# Extracted entries
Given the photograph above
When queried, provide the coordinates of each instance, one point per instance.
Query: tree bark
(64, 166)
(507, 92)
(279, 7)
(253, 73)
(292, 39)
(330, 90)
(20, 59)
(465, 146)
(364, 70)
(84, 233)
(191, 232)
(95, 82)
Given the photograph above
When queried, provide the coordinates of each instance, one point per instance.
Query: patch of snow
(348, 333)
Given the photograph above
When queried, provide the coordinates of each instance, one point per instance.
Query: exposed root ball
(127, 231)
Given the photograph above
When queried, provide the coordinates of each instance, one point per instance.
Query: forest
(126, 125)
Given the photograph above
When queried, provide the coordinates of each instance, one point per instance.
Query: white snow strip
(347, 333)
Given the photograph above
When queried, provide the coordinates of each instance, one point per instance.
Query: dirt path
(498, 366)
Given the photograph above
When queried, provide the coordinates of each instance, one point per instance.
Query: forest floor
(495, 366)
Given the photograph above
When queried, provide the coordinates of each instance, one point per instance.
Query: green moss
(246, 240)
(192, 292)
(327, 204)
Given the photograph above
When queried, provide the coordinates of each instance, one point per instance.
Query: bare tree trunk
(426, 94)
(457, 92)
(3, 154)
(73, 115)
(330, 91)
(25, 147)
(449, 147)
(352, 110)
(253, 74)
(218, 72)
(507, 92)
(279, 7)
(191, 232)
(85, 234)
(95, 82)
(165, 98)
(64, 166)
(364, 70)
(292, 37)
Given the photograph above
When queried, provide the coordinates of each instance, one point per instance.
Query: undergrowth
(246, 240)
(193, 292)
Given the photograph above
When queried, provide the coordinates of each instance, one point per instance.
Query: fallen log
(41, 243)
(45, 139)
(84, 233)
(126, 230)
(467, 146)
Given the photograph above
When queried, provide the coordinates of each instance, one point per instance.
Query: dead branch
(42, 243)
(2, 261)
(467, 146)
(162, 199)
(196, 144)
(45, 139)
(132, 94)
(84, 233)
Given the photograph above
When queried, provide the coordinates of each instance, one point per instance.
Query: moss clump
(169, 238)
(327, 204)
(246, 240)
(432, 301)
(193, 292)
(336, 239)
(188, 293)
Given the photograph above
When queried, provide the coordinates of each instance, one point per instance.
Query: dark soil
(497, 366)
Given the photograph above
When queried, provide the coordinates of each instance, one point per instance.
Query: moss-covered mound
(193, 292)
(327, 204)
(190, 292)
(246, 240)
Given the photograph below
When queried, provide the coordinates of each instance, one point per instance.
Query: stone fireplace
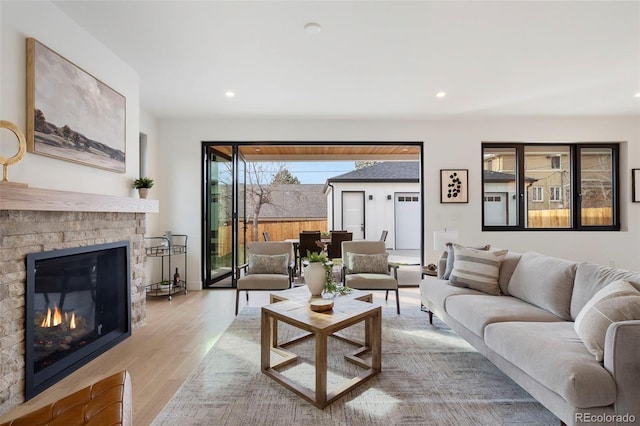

# What you will do
Report every line above that contains the word "tree", copying each one whole. Case counts when matching.

# The answer
Query: tree bark
Query: bare tree trunk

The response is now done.